[A run of rows]
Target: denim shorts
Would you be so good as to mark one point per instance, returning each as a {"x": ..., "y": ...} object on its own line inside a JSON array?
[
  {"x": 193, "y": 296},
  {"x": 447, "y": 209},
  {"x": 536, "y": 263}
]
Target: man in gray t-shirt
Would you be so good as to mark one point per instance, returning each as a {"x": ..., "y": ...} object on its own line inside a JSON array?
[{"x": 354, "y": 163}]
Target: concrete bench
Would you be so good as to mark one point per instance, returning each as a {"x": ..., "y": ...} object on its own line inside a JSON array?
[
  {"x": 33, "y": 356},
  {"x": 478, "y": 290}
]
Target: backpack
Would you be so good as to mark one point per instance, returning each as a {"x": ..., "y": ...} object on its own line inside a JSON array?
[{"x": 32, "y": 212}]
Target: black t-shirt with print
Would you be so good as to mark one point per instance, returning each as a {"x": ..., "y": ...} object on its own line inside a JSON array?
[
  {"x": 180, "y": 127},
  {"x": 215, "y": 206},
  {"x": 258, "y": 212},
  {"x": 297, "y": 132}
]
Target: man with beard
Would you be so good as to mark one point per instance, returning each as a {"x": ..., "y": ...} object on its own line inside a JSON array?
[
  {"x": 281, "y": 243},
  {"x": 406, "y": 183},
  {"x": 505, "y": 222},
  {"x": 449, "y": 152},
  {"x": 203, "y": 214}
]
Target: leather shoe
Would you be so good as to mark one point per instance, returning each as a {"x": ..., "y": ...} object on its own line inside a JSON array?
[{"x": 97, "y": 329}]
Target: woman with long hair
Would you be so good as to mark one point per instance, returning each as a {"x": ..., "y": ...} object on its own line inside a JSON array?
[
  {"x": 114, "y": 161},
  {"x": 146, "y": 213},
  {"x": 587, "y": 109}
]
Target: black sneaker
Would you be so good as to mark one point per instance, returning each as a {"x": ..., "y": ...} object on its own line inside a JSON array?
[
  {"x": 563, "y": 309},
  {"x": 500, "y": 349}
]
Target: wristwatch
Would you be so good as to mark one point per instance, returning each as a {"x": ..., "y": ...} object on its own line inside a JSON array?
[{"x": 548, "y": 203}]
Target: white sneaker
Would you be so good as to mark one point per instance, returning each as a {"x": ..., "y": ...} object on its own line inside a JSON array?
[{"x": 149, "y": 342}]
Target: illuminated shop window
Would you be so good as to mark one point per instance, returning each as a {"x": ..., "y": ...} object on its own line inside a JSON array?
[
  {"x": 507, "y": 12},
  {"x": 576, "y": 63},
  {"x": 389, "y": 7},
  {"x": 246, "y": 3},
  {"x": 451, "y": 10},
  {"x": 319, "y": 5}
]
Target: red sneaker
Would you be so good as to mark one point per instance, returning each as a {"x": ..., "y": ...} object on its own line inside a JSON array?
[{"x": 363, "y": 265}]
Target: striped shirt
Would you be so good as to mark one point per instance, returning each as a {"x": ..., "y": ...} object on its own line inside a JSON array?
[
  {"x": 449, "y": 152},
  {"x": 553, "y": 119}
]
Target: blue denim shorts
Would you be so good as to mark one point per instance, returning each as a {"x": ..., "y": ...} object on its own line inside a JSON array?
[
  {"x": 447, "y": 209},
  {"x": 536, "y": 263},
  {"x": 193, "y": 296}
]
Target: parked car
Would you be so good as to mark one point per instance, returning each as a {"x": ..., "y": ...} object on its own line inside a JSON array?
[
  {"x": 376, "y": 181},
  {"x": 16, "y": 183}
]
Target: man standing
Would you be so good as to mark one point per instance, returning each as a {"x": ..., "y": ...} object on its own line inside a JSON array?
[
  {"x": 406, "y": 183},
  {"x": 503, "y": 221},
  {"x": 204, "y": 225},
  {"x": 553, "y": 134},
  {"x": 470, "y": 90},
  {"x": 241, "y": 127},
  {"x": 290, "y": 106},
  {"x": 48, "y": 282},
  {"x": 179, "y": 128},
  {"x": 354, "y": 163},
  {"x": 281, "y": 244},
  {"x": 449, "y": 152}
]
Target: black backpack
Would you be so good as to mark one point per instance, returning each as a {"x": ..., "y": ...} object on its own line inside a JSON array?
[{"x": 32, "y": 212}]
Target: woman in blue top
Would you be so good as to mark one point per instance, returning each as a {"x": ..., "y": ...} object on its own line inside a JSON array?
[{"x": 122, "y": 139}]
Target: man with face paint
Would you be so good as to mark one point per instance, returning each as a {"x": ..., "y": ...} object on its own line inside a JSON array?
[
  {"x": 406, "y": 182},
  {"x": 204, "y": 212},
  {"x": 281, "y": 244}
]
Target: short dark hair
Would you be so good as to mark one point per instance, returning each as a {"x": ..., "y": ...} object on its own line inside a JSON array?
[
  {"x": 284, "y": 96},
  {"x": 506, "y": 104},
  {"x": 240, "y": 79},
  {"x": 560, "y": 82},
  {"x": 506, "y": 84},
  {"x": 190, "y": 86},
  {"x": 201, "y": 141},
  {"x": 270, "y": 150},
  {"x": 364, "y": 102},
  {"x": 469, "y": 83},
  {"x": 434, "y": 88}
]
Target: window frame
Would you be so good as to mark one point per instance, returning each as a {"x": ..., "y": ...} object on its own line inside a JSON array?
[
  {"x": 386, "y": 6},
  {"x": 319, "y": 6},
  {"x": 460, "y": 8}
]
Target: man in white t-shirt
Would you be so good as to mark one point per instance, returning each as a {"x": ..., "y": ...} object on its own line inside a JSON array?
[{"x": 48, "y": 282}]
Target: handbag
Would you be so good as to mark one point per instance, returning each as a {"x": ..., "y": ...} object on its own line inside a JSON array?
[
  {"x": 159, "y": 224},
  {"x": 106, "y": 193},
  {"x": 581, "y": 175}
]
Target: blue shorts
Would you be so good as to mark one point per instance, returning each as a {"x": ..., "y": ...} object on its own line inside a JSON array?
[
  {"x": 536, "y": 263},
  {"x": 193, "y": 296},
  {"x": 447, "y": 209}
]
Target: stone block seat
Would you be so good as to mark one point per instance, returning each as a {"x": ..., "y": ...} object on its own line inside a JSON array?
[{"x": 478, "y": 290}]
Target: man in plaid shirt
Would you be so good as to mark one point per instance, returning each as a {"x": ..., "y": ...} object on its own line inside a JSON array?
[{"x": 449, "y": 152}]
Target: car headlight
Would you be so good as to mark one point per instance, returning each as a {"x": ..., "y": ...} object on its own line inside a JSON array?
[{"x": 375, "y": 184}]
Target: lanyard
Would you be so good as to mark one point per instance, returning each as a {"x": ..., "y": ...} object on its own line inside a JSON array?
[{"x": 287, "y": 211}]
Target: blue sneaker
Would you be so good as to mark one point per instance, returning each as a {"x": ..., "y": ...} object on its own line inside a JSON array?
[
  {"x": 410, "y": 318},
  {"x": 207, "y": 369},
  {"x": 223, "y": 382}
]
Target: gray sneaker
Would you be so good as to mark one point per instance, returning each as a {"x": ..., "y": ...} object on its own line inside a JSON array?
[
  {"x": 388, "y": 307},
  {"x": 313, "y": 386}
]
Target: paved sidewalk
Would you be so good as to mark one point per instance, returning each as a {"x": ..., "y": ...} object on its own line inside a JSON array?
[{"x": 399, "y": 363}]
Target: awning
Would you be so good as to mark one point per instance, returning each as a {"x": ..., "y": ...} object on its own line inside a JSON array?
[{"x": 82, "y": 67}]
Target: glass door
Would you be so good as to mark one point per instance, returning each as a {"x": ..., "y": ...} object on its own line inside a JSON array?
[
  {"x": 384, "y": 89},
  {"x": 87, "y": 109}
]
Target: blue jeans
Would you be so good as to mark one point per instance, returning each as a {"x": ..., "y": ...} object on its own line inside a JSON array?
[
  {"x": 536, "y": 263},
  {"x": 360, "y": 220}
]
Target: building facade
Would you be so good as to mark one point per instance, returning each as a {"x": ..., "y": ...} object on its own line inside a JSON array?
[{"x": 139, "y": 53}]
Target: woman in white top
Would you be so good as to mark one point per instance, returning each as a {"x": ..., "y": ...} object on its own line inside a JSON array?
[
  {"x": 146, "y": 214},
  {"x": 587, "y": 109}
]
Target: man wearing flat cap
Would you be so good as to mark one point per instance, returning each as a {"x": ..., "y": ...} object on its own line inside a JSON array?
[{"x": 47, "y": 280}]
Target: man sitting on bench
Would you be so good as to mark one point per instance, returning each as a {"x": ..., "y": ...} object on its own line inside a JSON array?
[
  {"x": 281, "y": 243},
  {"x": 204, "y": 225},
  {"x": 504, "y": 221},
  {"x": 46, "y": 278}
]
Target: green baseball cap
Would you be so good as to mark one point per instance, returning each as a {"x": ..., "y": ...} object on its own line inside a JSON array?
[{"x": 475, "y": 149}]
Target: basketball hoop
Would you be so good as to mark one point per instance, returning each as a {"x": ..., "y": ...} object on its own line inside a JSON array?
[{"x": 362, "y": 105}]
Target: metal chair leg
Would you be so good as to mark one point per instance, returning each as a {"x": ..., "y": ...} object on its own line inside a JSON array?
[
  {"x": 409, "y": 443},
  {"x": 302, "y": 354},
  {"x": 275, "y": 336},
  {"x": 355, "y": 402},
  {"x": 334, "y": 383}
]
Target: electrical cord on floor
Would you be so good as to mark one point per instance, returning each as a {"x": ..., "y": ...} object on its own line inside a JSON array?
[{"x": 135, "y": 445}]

GIVEN PROBLEM
Copy the rows above exactly, beginning at the line that contains "Target: basketball hoop" and continuing through the final line of the rows.

RESPONSE TO THIS EXERCISE
Target: basketball hoop
Would you be so good as to mark one point per instance, returning each as a {"x": ..., "y": ...} object on its own line inside a JSON array?
[{"x": 362, "y": 105}]
Target: metal chair leg
Would you be so good as to mark one point per instance, returning each as a {"x": ..., "y": ...} object on its own line inside a JSON array?
[
  {"x": 409, "y": 443},
  {"x": 302, "y": 354},
  {"x": 275, "y": 336},
  {"x": 355, "y": 402},
  {"x": 334, "y": 383}
]
Target: electrical cord on floor
Would you be so good as to mark one point per instance, returning each as a {"x": ..., "y": ...} object on its own line inside a JSON array?
[{"x": 135, "y": 445}]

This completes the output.